Please answer this from the passage on the aftermath of the Mexican-American War: who defeated General Scott in the 1852 presidential election?
PASSAGE PROVIDED: Begin
Many political careers where launched as a result of service in the war. President Polk, who had been very involved in directing the war, broadened the power of the presidency as commander in chief of the military. General Zachary Taylor became a hero of the war, which propelled him into the White House in the election of 1848. The Whig party later nominated General Scott as their nominee in the 1852 presidential election, but he lost to a former subordinate Franklin Pierce. The Democrat Pierce, a New Hampshire politician, had served in the war, rising to the rank of brigadier general. The young and handsome Pierce easily won the election over the aging general Scott.
The vast new territory acquired by the United States added fuel to the ongoing debate over slavery. The thorny issue, which had been debated since the early days of the republic, sometimes with fiery rhetoric, remained unresolved. To temper the bitter animosity between those opposed to slavery in the North and slavery supporters in the South, Congress passed a series of acts that became known as the Compromise of 1850. As a result of the legislation, California was admitted as a free state but allowed slave owners to bring slaves into the Western territories that were captured from Mexico in the war. In addition, the Compromise ended the slave trade in Washington, D.C., and provided a new Fugitive Slave Law.
The Mexican-American war was controversial at the time and remained so for years to come. Ulysses S. Grant, who served in the war and later became president of the United States, called the war “one of the most unjust ever waged by a stronger nation against a weaker nation.” Even though America benefited greatly from the outcome of the war, the cost was high in blood and treasure. The ideal of Manifest Destiny had been fulfilled as nearly 300,000 Americans would take the arduous journey to settle the west coast by the start of the Civil War.
- Chambers, John Whiteclay II. The Oxford Companion to American Military History. Oxford University Press. 1999.
- Eisenhower, John S.D. So Far from God: The U.S. War with Mexico 1846-1848. University of Oklahoma Press. 2000.
- Henderson, Timothy J. A Glorious Defeat: Mexico and its War with the United States. Hill and Wang. 2007.
PASSAGE PROVIDED: End
RECORDS SUPPLIED: Begin
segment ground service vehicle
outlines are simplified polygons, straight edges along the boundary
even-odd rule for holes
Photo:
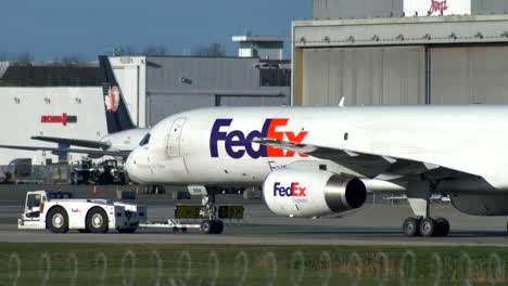
[[[147,220],[147,207],[109,199],[76,199],[71,193],[33,191],[26,194],[25,211],[17,220],[22,230],[66,233],[134,233]]]
[[[93,180],[97,184],[125,184],[126,176],[117,160],[105,160],[96,166]]]
[[[93,180],[93,171],[91,160],[80,160],[71,169],[71,184],[86,184]]]

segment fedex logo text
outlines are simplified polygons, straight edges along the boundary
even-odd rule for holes
[[[291,197],[306,197],[305,191],[307,187],[299,186],[300,183],[292,182],[289,186],[281,186],[280,182],[274,183],[274,196],[291,196]]]
[[[284,152],[281,148],[271,146],[259,145],[256,150],[254,148],[252,141],[256,138],[270,138],[301,143],[308,134],[308,131],[295,133],[291,131],[277,130],[278,127],[285,127],[289,118],[268,118],[263,123],[262,130],[252,130],[247,134],[242,130],[225,131],[225,128],[231,126],[232,120],[233,119],[231,118],[215,120],[209,135],[209,154],[212,157],[219,157],[218,143],[220,141],[224,142],[224,148],[228,156],[234,159],[240,159],[245,154],[254,159],[259,157],[293,157],[295,155],[294,152]],[[307,155],[304,154],[300,154],[300,156],[307,157]]]

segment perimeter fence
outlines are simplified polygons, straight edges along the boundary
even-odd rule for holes
[[[508,285],[503,248],[135,248],[4,252],[0,285]]]

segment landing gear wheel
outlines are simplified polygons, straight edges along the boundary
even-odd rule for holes
[[[403,223],[403,232],[406,236],[418,236],[419,221],[415,218],[407,218]]]
[[[224,231],[224,223],[220,220],[212,221],[212,232],[215,234],[221,234]]]
[[[61,208],[52,208],[48,213],[48,226],[52,233],[66,233],[68,231],[67,212]]]
[[[435,236],[439,232],[437,223],[435,220],[427,217],[420,222],[420,234],[423,237]]]
[[[92,208],[87,214],[87,229],[92,233],[107,232],[107,214],[102,208]]]
[[[435,236],[447,236],[449,234],[449,222],[445,218],[437,218],[435,219],[435,223],[437,224],[437,232]]]
[[[211,220],[204,220],[201,222],[201,231],[206,234],[213,233],[213,223]]]

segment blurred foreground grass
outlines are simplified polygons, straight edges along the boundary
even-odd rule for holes
[[[508,285],[508,248],[15,244],[0,285]]]

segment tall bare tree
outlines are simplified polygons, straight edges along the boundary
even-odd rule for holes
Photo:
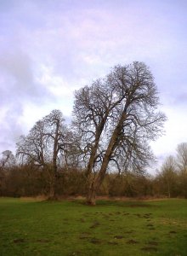
[[[162,166],[160,177],[161,181],[164,183],[164,187],[167,189],[167,196],[170,198],[172,189],[174,189],[177,180],[176,160],[173,155],[169,155],[164,160]]]
[[[180,177],[182,195],[187,198],[187,143],[182,143],[178,145],[176,160]]]
[[[55,197],[58,160],[65,150],[67,128],[60,110],[53,110],[37,121],[26,137],[17,143],[16,155],[26,163],[41,167],[49,176],[49,197]]]
[[[0,168],[13,167],[16,163],[15,157],[12,151],[4,150],[1,153]]]
[[[115,67],[109,75],[75,93],[74,127],[81,137],[88,204],[113,161],[143,171],[153,155],[149,141],[162,134],[166,119],[154,79],[142,62]]]

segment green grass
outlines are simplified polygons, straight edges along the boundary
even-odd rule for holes
[[[187,201],[0,198],[0,255],[187,255]]]

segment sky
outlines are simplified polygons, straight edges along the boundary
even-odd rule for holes
[[[167,121],[159,163],[187,142],[186,0],[0,0],[0,152],[112,67],[144,61]]]

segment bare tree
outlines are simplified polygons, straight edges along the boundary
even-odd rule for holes
[[[171,197],[171,190],[174,187],[176,182],[176,160],[173,155],[169,155],[166,158],[160,173],[162,181],[164,183],[167,188],[167,195]]]
[[[142,172],[153,158],[149,141],[162,134],[166,119],[156,112],[154,79],[142,62],[116,66],[109,75],[75,93],[74,127],[81,137],[88,204],[112,161]]]
[[[37,121],[26,137],[22,136],[17,143],[16,155],[22,162],[30,163],[49,176],[49,197],[55,197],[55,183],[58,178],[58,161],[65,150],[67,128],[60,110],[53,110]]]
[[[182,195],[187,198],[187,143],[178,145],[176,160],[179,172]]]
[[[4,150],[1,154],[0,168],[12,167],[15,165],[15,157],[12,151]]]
[[[181,172],[187,173],[187,143],[183,143],[177,147],[178,167]]]

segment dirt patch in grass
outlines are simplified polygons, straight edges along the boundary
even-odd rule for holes
[[[147,204],[132,204],[129,205],[130,207],[150,207],[150,205]]]
[[[124,236],[115,236],[114,238],[115,239],[122,239],[122,238],[124,238]]]
[[[139,243],[136,240],[130,239],[127,241],[128,244],[136,244]]]
[[[100,244],[102,242],[102,241],[100,239],[98,239],[95,237],[91,238],[89,241],[94,244]]]
[[[13,240],[13,241],[14,241],[14,243],[21,243],[21,242],[25,242],[26,240],[23,239],[23,238],[15,238],[15,239]]]
[[[90,229],[95,229],[95,228],[97,228],[99,225],[100,225],[99,222],[95,221],[89,228]]]
[[[169,231],[169,234],[177,234],[177,232],[174,230],[171,230],[171,231]]]
[[[158,242],[155,241],[149,241],[147,242],[147,244],[150,245],[150,246],[156,246],[156,247],[158,245]]]
[[[142,251],[144,252],[157,252],[157,248],[156,247],[144,247],[141,248]]]
[[[37,240],[37,241],[38,241],[38,242],[49,242],[50,241],[48,240],[48,239],[38,239],[38,240]]]
[[[110,244],[110,245],[118,245],[118,242],[116,242],[115,241],[108,241],[108,244]]]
RECORDS SUPPLIED: End
= FINISHED EXERCISE =
Franklin Pierce